- **DOCUMENT TEXT**:
Last week was kind of rubbish. I have been feeling so frozen. So stuck in the headlights of the future. I have so much that needs doing but nothing driving me forward because I don't know which way to go, and thus I'm stuck in procrastination and pottering and I hate it. So I just thought: I'll write it here. You readers tell me what to do. Please.


The dilemma is my career. Or the lack of it, and the need for it. I'm sorry but this may end up being a long post! Stay with me if you can. I'll try to be concise (says one of the least concise people ever) but I need to set the scene (bonus material: you're kind of going to get my adult life story)...

Seventeen years ago I had my first born. I sat my A-levels while half-way through being pregnant with him. I turned down my place at Cambridge and decided to focus on being the best mother I could be, despite being young and single. I spent two years just mothering him and they were two of the best years of my life. I found myself and who I wanted to be. And I really loved being a mum.

Then, belatedly, I went to university to do the Geography degree, two years later than planned. The eldest and I lived with my parents, he went to the nursery where my mum worked and I commuted into town and what was, luckily, one of the best universities in the country. I loved my degree. I have always loved learning (I'm a bit of a swot). I worked really hard and got a First.

I had planned to stay on and do a Masters then a PhD and finally become a lecture. But some work I did in my final year got me a job offer and, with a child to support and no means of getting our own home otherwise, I had to do the right thing and accept it. I figured the Masters bridge was burned.

I worked for five years in town, in a variety of transport/sustainability/streetscene type jobs. I was pretty good at it and I enjoyed it enough (though not all the time), but it was never what I really wanted to do with my life. During this time I met and married my husband, a northerner, and we realised we'd need to move north at some point to be nearer his mother. The move would mean we could just about get by on his public sector income while I looked after our future children.

That's what we did: seven years ago we moved to the Peaks, I gave up working, and we had our second and third child. Being a stay-at-home mum was a very conscious decision, something I did for them as well as me. I have loved it. But the youngest has just gone to school, our finances are pretty dire, and I have to go back to work. I want to work. But I want to still have as much time with the children as possible.

I have worked a bit in the meantime. In the early days up here I did some part-time admin work for a year or so. For about six months between the second and third boys I was a childminder - I love working with children, but being pregnant and looking after three under-two's was tough. And this last year I've sewn curtains, cushions and blinds half time. You know me: you know I love to sew (and discovered sewing before our last boy was born).

So here are my choices (in current order of preference). Or yours, since you're choosing for me...

1. Perhaps that Masters-PhD-lecturer career path wasn't burnt down all those years ago? I would really love to do this, but there are the finances to consider, I'd need to do some admin work (ideally at the university) part-time, and there would be an impact on the children as I'd need to commute into (probably) Manchester to do it. How would I pay for it? How would I earn at the same time? My husband is usually home from work by 4pm (he starts at 7am) so they wouldn't need too much childcare but I'd have essays and reading to do most evenings. But I think this option is what my heart, soul and brain most yearn for.

Object position labeling lines

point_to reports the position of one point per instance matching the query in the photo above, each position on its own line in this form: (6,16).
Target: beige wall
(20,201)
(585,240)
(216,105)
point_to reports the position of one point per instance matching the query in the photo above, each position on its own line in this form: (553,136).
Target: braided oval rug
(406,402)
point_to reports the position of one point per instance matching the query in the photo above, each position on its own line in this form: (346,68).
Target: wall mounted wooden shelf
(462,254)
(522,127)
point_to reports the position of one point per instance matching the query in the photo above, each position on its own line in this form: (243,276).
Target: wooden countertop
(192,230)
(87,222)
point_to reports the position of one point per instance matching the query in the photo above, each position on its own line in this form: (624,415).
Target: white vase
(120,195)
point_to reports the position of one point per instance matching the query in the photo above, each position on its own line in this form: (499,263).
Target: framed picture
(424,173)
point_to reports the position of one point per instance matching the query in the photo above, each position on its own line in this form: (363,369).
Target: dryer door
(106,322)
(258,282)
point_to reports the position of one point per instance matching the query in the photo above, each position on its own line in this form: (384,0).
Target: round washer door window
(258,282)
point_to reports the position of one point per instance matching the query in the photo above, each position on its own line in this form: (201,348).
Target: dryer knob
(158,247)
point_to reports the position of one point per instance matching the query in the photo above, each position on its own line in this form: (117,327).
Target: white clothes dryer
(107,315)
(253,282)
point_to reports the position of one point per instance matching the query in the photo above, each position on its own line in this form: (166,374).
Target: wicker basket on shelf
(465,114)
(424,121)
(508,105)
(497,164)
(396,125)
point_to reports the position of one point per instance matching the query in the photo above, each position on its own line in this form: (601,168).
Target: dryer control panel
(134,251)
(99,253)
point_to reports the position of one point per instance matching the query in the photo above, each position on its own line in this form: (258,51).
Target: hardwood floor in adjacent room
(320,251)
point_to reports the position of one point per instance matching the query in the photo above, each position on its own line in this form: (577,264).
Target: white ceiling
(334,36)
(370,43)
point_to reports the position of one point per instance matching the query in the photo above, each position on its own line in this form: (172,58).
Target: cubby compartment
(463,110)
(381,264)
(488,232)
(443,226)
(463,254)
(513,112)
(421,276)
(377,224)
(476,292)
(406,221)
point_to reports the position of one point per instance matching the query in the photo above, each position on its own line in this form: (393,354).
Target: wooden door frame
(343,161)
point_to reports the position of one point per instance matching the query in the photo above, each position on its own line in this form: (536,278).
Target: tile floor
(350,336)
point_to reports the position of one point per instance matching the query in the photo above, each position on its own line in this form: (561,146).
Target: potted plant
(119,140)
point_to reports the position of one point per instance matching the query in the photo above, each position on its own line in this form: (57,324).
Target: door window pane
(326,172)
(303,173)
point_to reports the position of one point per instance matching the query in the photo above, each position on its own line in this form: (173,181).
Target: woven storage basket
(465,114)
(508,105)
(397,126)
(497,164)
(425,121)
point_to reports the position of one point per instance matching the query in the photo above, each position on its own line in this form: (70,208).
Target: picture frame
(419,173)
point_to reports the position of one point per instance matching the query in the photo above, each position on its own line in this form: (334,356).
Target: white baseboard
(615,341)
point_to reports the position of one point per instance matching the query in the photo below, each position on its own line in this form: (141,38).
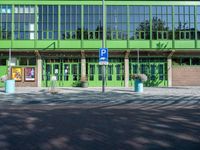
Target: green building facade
(62,38)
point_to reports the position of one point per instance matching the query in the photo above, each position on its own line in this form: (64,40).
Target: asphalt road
(158,119)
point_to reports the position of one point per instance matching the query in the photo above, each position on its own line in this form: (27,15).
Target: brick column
(126,68)
(83,64)
(169,71)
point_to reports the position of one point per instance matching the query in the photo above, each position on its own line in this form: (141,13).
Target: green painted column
(169,71)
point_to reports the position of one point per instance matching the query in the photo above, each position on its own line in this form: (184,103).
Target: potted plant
(138,81)
(84,82)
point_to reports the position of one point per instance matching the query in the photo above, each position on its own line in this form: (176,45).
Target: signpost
(103,52)
(103,56)
(103,60)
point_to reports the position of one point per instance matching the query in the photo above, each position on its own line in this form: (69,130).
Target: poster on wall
(29,73)
(17,73)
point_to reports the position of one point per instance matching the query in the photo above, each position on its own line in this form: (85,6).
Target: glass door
(115,75)
(52,69)
(71,74)
(94,75)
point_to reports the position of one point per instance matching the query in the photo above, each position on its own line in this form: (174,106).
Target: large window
(48,22)
(184,22)
(24,22)
(117,22)
(5,22)
(162,22)
(70,22)
(139,22)
(93,28)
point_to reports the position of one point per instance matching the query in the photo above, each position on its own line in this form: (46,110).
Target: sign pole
(9,71)
(103,45)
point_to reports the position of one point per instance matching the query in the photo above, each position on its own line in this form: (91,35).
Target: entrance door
(71,74)
(94,75)
(53,69)
(156,73)
(114,75)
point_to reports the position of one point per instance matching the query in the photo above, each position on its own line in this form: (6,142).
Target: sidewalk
(175,95)
(189,91)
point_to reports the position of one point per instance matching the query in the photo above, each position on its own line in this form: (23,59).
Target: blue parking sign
(103,56)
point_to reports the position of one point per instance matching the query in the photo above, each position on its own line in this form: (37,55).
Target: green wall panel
(5,44)
(139,44)
(47,44)
(185,44)
(162,44)
(70,44)
(23,44)
(198,44)
(116,44)
(3,71)
(92,44)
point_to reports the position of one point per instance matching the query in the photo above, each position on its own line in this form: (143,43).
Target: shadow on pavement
(56,128)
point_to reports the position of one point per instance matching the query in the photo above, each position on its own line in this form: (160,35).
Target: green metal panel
(116,44)
(25,44)
(184,44)
(47,44)
(139,44)
(70,44)
(162,44)
(5,44)
(92,44)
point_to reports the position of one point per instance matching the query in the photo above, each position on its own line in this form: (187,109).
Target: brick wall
(186,76)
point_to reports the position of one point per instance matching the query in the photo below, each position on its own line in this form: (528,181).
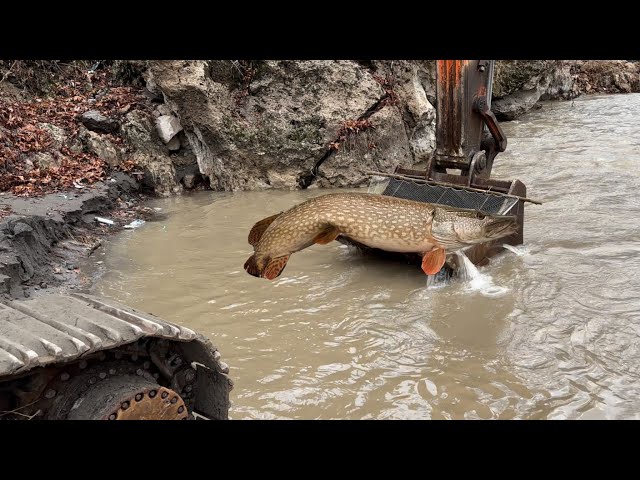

- **WORK TO DO**:
**1)** In the career dilemma post, what class of degree did the writer earn in Geography?
**2)** Continue the career dilemma post, starting after its last sentence.

- **RESPONSE LIST**:
**1)** A First.

**2)**
2. Teaching. This has always been my back-up option. I know I would love to teach and would be really good at it. But I also know it feels a little like settling. And, most importantly of all, it's a highly time-intensive and stressful career. I want time with my children but the typical teacher does a 70 hour week for the first few years. I would hardly see them. Teaching gives you the school holidays but day-to-day it really isn't a parenting-friendly career any more.

3. Stick with the sewing. This was certainly the plan a year ago. I love it. I could work from home and fit my hours in around the children, so it's certainly the best option for them time-wise. But it's never going to bring in much money, certainly not enough for the eldest starting university, the mortgage, blah blah. It's increasingly looking unviable for these reasons. And my academic brain is pretty dormant.

4. Just find a regular admin type job that fits in with school hours, brings in extra money, and maybe the boys have to do a few days in after-school clubs. The first 3 options involve bringing work home with me but this would not, and that's a benefit to them. But I really, really want to be able to do a job I love for once. And this really wouldn't be it.

5. Go back to the transport world. I'd earn much more than option 4, though I'd be working full time and that would impact on the children. I'm experienced though out-of-touch, so I'd probably have to start on a much lower level than when I left seven years ago. And when I left I was so relieved! I really never wanted to go back to it. But maybe needs must?

What do you think? When I say decide for me, obviously I won't just do what you say, but your opinions and votes will, I hope, help me decide.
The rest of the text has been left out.